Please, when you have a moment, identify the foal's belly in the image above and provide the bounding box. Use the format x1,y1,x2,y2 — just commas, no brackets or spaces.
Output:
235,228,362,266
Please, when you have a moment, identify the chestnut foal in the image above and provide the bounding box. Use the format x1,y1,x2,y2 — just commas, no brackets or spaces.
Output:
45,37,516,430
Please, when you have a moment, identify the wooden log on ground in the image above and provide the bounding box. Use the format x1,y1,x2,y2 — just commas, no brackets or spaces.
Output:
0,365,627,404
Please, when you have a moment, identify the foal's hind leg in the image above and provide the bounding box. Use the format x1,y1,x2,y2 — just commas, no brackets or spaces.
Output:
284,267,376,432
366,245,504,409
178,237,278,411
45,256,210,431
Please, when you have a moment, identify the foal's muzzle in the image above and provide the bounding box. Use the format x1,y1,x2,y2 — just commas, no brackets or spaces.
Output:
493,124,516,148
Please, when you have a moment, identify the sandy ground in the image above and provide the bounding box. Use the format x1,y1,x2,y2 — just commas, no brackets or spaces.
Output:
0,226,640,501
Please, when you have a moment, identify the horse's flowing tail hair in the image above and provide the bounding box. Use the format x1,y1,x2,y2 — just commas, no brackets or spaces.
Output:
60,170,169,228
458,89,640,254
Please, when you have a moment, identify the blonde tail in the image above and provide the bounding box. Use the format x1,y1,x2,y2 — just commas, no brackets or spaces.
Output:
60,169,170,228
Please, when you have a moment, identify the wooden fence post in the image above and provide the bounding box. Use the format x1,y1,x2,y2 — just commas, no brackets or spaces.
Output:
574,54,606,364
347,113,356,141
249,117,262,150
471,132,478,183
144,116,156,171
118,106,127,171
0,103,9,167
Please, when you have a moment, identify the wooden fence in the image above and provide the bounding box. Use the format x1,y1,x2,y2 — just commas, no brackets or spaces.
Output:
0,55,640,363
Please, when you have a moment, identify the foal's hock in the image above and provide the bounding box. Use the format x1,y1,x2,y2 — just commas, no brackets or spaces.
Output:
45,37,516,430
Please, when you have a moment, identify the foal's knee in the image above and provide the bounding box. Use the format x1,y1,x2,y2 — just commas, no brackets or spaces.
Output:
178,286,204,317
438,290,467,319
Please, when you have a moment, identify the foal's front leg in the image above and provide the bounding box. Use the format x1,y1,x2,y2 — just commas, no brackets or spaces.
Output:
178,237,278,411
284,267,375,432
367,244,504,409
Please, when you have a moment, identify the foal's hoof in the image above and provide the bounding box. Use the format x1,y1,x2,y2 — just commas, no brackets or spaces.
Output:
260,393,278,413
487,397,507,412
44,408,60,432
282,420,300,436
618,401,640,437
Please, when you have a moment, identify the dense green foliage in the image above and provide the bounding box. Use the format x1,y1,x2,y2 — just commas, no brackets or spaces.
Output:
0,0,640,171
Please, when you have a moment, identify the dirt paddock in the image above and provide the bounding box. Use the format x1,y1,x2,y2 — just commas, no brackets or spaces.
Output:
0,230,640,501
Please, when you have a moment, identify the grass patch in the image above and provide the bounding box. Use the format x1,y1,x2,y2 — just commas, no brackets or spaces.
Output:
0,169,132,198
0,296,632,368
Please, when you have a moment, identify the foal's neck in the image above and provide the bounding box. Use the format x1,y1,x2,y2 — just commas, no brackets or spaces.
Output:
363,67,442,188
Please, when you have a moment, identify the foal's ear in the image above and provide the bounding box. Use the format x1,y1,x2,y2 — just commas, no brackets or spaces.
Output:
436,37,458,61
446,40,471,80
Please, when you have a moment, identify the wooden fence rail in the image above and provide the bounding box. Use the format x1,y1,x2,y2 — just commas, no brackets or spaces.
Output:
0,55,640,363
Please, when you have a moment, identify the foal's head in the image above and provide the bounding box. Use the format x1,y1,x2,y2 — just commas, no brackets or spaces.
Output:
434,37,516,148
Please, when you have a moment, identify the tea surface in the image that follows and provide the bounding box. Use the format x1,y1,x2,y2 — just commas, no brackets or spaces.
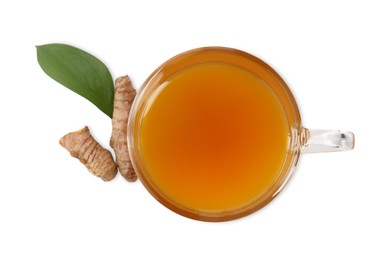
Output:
140,62,289,212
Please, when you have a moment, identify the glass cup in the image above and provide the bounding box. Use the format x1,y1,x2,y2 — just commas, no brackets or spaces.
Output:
127,47,354,221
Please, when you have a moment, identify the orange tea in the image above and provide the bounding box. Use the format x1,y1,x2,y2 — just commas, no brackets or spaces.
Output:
140,62,289,212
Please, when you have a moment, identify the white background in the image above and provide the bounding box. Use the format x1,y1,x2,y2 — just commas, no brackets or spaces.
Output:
0,0,392,260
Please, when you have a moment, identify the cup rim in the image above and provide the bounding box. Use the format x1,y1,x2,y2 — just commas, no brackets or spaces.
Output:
127,46,302,222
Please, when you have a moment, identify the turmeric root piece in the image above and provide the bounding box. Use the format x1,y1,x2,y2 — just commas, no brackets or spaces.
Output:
110,76,137,182
60,126,117,181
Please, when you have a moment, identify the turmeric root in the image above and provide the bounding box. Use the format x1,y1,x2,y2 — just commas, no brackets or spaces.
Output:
60,126,117,181
110,76,137,182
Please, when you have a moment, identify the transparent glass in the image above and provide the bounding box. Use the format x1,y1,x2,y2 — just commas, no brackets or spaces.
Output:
128,47,354,221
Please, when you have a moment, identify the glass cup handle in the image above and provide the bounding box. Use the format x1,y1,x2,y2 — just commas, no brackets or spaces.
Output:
301,128,355,153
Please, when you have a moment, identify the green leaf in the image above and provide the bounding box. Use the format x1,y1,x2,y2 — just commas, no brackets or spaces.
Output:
37,44,114,117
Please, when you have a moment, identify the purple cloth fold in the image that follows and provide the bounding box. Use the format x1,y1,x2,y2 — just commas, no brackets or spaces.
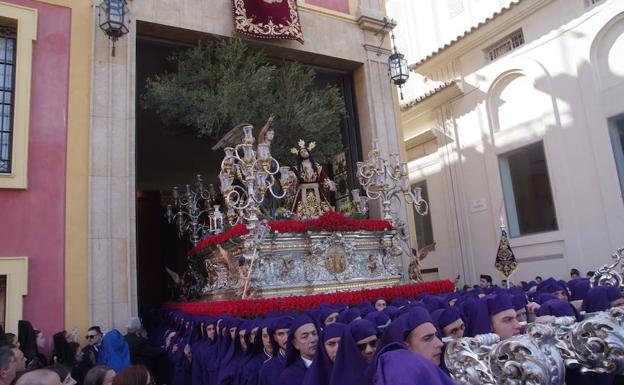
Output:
374,343,455,385
303,322,346,385
583,285,622,313
329,320,379,385
537,299,582,322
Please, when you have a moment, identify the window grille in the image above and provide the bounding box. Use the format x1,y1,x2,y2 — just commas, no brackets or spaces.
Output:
486,29,524,61
0,26,17,174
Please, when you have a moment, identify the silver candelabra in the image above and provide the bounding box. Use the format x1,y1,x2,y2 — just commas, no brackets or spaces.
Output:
219,125,296,227
351,140,429,223
165,175,224,246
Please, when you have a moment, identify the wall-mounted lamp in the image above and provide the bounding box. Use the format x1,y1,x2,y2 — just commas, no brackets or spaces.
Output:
388,33,409,100
98,0,130,56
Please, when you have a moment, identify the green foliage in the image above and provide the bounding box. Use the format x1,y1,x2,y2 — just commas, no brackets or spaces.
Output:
143,39,345,163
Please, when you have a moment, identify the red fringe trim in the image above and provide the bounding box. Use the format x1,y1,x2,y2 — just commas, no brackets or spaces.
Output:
163,280,455,317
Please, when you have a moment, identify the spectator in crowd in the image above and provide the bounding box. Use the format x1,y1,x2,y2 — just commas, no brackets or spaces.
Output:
17,320,48,370
46,364,76,385
0,346,17,385
83,326,102,366
97,329,130,373
479,274,492,289
65,342,91,385
124,317,167,378
278,313,318,385
303,322,345,385
84,365,116,385
52,330,73,364
15,369,62,385
113,365,156,385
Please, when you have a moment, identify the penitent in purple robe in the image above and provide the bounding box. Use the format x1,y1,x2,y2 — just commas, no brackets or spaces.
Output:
374,343,455,385
329,320,379,385
303,322,346,385
277,313,316,385
258,351,286,385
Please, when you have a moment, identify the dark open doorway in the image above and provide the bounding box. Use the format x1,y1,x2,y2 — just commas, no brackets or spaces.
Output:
136,23,361,315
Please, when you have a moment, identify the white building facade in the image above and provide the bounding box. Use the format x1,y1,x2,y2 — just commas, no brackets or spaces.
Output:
386,0,624,283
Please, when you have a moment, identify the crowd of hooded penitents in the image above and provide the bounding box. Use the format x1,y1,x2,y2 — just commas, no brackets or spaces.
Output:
150,276,624,385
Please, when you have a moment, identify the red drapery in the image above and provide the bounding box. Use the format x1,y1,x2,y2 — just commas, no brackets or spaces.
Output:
232,0,303,43
164,280,454,317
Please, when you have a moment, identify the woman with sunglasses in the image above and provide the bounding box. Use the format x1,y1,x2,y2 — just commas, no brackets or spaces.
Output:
329,319,379,385
113,365,156,385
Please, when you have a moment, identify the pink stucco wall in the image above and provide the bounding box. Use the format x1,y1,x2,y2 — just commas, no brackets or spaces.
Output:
0,0,70,352
306,0,349,13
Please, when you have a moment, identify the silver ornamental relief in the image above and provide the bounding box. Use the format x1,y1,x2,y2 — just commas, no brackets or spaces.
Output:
308,233,359,282
444,308,624,385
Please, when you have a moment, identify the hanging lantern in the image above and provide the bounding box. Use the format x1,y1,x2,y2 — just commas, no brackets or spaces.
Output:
98,0,130,56
388,34,409,100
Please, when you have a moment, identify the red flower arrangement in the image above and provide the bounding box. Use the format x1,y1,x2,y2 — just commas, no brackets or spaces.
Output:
188,211,393,255
163,280,454,317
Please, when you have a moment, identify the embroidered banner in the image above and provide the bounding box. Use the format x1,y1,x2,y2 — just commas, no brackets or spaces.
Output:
495,226,518,278
232,0,303,44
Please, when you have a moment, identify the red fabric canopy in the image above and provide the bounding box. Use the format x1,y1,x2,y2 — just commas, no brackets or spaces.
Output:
232,0,303,43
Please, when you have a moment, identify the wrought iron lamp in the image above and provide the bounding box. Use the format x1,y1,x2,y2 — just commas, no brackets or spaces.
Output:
219,125,296,227
351,140,429,223
165,175,223,246
98,0,130,56
388,33,409,100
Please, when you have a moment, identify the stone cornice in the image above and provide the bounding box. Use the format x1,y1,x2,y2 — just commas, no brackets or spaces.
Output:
409,0,553,79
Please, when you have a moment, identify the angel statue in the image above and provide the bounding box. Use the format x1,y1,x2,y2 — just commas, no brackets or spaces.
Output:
290,139,336,219
408,242,435,282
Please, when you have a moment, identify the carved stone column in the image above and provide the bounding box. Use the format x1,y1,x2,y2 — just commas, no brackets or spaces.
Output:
85,1,137,331
354,0,415,282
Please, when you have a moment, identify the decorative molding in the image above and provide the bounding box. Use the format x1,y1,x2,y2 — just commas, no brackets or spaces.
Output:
0,2,37,189
0,257,28,334
401,80,464,119
409,0,554,80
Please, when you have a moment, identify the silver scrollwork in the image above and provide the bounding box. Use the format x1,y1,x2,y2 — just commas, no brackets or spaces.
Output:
590,248,624,289
445,308,624,385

________________

Render the records, from the line that contains "Please, when you have a moment, identify the angel" through the end of the records, as a two-column CSV with the headers text and answer and one row per record. Put each field in quotation marks and turn any line breaks into spaces.

text,answer
"Please, when you have a moment, identify the angel statue in the image above and provide the bounding box. Use the format x1,y1,x2,y2 — just commas, no brackets or spaces. Output:","290,139,336,219 408,242,435,282"
"Please, when you have a moment, identify the carved stone column in the image above and provide the bounding box. Use the format x1,y1,x2,y2 — just commas, no brackets or spaces. Output:","85,1,137,331 354,0,415,282"
"Please, when you have a moment, identify the decorative molding in the image above and provide the bounding box. Use the format x1,y1,x2,y2 — just commas, no brackets or spaces. Output:","0,2,37,189 0,257,28,334 401,80,464,119 409,0,554,80"
"Please, when you have a moment, identify the silver scrollwork in the image above and provide the bounding box. Use the format x1,y1,x2,y2 — just commas, no brackets or spaces. Output:","590,248,624,289 445,308,624,385"